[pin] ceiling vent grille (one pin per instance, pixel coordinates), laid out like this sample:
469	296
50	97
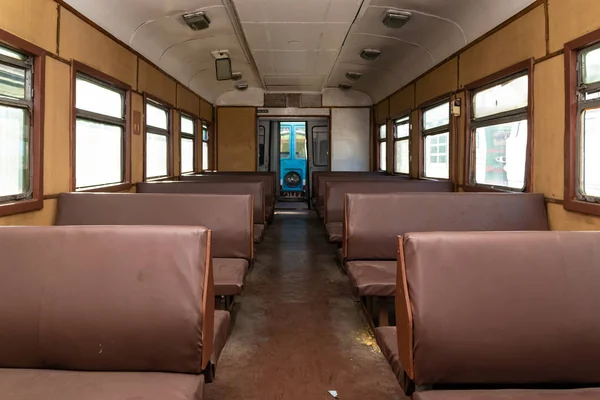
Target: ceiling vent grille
293	100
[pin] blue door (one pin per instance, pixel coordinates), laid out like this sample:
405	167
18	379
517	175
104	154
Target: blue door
292	160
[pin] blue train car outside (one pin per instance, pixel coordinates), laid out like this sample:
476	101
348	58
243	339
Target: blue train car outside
292	159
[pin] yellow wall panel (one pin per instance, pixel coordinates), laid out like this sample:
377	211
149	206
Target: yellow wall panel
569	19
154	82
518	41
236	138
80	41
563	220
43	217
206	110
382	111
57	133
188	101
549	128
402	101
440	81
32	20
137	142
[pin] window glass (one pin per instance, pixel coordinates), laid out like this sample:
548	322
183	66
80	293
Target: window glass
382	156
12	81
99	154
590	153
591	66
436	154
98	99
501	154
402	157
507	96
156	117
156	155
187	155
187	125
436	116
14	151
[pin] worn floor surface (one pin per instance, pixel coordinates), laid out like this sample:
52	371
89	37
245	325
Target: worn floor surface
298	333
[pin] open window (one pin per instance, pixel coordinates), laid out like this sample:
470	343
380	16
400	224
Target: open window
402	145
582	135
21	124
435	131
101	131
499	130
188	144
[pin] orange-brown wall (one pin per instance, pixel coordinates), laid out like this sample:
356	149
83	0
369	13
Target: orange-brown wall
535	34
67	37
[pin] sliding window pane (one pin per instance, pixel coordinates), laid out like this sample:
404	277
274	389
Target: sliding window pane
156	155
437	156
187	155
590	153
501	155
99	154
14	152
98	99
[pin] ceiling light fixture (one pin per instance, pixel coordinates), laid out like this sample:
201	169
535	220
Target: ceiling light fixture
395	19
370	54
197	21
353	76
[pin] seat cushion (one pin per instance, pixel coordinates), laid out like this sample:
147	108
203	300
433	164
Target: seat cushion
512	394
373	277
221	333
259	230
229	274
334	230
38	384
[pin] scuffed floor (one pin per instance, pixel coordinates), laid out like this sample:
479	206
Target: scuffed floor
298	333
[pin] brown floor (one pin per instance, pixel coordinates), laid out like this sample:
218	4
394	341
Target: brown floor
298	333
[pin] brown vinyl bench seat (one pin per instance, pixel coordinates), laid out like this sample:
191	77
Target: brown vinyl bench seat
228	216
335	193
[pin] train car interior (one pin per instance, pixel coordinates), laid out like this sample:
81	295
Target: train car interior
292	200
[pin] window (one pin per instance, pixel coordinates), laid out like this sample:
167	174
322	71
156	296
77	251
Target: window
188	144
499	133
157	140
205	153
383	147
436	141
20	126
100	132
402	146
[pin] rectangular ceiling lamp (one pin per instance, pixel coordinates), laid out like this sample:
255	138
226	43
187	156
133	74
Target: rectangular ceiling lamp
223	68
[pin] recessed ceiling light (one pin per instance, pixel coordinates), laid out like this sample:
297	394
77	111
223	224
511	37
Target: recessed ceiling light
370	54
353	76
395	19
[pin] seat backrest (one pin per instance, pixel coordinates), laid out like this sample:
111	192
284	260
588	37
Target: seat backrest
351	178
336	190
228	216
499	307
373	221
106	298
256	189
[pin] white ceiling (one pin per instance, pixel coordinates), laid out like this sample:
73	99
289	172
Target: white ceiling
298	45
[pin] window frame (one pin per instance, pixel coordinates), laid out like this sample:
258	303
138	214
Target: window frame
148	98
522	68
208	141
183	135
379	141
107	81
572	52
445	98
406	115
36	110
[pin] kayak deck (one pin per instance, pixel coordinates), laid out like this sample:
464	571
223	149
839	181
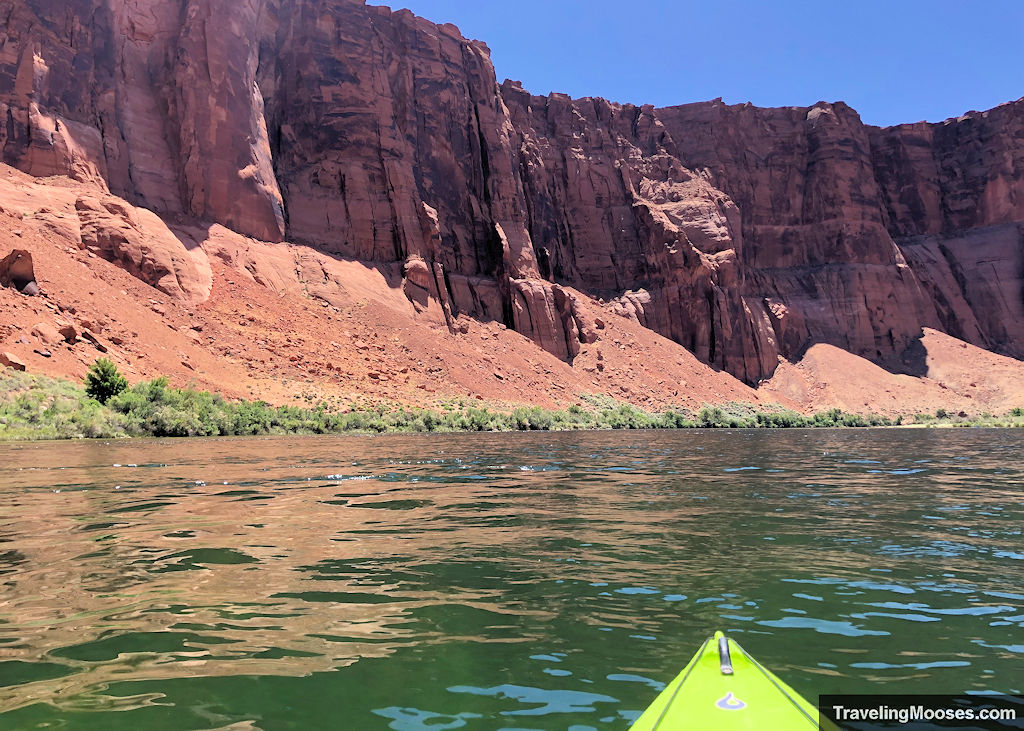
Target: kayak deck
723	688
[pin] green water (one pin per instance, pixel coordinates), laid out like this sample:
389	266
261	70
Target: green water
497	582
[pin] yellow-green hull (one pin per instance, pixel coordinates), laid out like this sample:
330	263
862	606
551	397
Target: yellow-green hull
707	697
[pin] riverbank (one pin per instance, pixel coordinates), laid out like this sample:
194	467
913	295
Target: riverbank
35	406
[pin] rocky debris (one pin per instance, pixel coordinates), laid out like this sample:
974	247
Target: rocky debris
742	233
16	270
96	343
139	243
11	361
47	334
69	333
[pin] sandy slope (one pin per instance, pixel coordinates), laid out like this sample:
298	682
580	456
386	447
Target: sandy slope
287	324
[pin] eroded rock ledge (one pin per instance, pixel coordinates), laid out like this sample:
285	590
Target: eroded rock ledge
742	233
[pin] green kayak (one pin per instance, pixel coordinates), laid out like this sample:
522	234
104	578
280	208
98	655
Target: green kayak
723	688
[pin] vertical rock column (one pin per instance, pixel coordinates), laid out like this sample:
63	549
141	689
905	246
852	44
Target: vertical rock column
227	170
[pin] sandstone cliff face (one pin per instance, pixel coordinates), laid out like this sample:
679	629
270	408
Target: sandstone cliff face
742	233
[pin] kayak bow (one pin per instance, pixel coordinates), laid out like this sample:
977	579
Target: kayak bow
723	688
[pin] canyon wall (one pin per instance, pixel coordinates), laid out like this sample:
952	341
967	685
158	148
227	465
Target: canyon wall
742	233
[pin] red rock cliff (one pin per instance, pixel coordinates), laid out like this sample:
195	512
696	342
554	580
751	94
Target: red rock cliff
740	232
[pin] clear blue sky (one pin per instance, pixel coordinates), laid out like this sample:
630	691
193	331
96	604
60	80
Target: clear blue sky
897	60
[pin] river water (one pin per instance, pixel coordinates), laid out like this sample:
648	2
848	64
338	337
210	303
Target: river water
497	582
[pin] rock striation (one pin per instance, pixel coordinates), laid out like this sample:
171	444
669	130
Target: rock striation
745	234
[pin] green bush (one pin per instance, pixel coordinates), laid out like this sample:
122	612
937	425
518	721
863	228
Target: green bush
102	382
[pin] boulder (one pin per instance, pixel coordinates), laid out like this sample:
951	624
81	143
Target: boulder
46	334
12	361
16	270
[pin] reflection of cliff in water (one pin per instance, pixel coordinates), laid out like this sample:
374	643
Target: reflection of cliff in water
289	557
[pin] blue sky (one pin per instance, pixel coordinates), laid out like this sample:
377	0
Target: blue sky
899	60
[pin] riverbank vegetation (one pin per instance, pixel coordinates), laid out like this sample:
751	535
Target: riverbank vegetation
39	407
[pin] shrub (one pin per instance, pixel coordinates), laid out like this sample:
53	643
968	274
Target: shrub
103	381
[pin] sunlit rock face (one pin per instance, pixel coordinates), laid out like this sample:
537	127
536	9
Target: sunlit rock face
742	233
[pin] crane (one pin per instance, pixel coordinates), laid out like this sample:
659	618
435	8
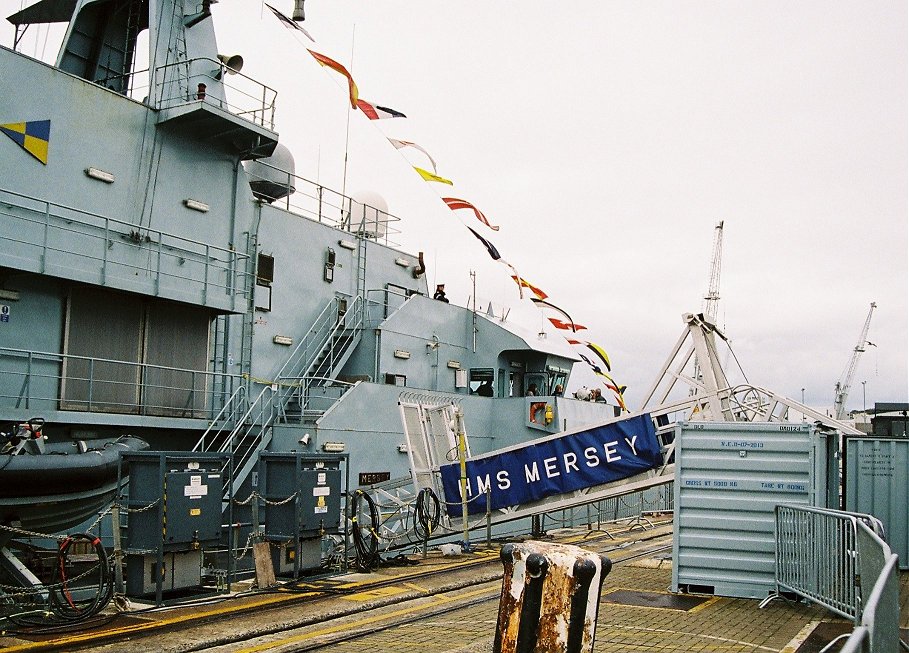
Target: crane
842	386
712	298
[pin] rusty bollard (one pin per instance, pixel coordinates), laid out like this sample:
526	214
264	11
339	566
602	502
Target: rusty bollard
550	597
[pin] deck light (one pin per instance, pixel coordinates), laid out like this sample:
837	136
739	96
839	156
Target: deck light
100	175
196	205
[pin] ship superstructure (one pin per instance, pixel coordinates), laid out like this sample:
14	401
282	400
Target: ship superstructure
165	273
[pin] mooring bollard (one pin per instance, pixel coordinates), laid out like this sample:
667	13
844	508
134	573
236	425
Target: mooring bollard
550	597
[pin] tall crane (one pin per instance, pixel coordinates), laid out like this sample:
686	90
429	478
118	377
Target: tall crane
842	386
713	288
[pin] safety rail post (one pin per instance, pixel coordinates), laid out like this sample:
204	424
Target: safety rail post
545	588
816	557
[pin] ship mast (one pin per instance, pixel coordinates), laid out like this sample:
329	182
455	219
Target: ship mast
712	298
841	391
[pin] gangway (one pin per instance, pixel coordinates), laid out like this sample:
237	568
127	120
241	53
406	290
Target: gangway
613	458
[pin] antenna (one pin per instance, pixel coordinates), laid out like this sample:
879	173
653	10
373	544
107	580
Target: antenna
841	391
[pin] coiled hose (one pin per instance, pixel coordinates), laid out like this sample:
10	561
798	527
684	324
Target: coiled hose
65	607
365	535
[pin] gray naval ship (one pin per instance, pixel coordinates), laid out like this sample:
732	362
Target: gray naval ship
174	296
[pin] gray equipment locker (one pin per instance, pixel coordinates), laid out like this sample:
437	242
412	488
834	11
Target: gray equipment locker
729	479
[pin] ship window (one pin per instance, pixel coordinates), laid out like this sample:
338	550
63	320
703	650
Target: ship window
478	378
120	351
265	270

***

» **EXERCISE AIM**:
From the line containing "Target: antenna" through the final line of the listing above, retype every line exactly; leave out everything else.

» **ANSWER TO THE EXERCISE**:
Target: antenna
841	391
[pin] coiled hose (one pin per instance, pixel coordinates), laid out like this sample:
10	561
798	527
684	324
Target: coiled hose
65	607
365	535
[pin] gray naval ship (one pin per instance, pixel coordinates), laid out like this sample:
732	362
Target: gray naval ship
174	296
[pin] gray equipment locker (one pin per instance, pixel coordinates), laid out like this sample:
437	242
412	488
834	11
Target: gray equipment locker
729	479
[pin] ship window (one pin per instance, pixel coordinates), laid out like this sample:
338	550
63	320
703	650
Target: ship window
478	378
120	351
265	270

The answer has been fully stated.